(WHAT IS ASKED): Rewrite the records below with every occurrence of "mask" replaced by "outline", keeping everything else the same.

(RECORDED INFORMATION):

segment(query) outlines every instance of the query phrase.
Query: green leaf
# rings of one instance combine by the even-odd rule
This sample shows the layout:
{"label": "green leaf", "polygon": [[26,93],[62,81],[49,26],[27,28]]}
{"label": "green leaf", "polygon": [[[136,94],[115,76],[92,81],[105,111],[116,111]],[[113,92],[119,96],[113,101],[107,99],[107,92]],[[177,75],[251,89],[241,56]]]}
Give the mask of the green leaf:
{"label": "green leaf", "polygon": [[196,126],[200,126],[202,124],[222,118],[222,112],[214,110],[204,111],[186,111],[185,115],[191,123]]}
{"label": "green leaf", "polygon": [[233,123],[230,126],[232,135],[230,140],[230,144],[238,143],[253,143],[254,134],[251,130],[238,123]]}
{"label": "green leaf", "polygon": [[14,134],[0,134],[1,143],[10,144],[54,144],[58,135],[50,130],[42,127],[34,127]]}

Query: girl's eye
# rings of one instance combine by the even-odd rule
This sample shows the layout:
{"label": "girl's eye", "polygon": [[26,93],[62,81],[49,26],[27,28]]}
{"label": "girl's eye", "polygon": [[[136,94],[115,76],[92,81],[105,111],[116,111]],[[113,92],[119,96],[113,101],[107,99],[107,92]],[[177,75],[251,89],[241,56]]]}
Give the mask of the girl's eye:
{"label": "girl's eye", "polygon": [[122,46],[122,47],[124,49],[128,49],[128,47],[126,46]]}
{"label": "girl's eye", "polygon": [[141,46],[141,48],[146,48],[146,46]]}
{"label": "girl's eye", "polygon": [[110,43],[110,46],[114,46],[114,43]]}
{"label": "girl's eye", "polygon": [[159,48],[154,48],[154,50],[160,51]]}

(TASK ANSWER):
segment(query) outlines every instance of the query phrase.
Query: green leaf
# rings of one instance combine by the even-odd rule
This sample shows the layout:
{"label": "green leaf", "polygon": [[26,93],[62,81],[49,26],[27,28]]}
{"label": "green leaf", "polygon": [[[136,94],[115,76],[92,81],[105,111],[116,111]],[[113,92],[119,96],[113,101],[107,99],[107,92]],[[177,75],[251,89],[241,56]]]}
Give the outline of the green leaf:
{"label": "green leaf", "polygon": [[196,126],[200,126],[202,124],[222,118],[222,112],[214,110],[204,111],[186,111],[185,115],[191,123]]}
{"label": "green leaf", "polygon": [[233,123],[230,126],[232,135],[230,140],[230,144],[238,143],[253,143],[254,134],[251,130],[238,123]]}
{"label": "green leaf", "polygon": [[14,134],[0,134],[1,143],[10,144],[54,144],[58,135],[50,130],[42,127],[34,127]]}

Query: girl's eye
# rings of one instance combine by the even-odd rule
This sample shows the layout:
{"label": "girl's eye", "polygon": [[26,93],[62,81],[49,26],[27,28]]}
{"label": "girl's eye", "polygon": [[[136,94],[115,76],[92,81],[105,111],[116,111]],[[113,92],[119,96],[113,101],[107,99],[107,92]],[[177,75],[251,89],[241,56]]]}
Give the outline of the girl's eye:
{"label": "girl's eye", "polygon": [[122,46],[122,47],[124,49],[128,49],[128,47],[126,46]]}
{"label": "girl's eye", "polygon": [[141,46],[141,48],[146,48],[146,46]]}
{"label": "girl's eye", "polygon": [[110,43],[110,46],[114,46],[114,43]]}
{"label": "girl's eye", "polygon": [[159,48],[154,48],[154,50],[160,51]]}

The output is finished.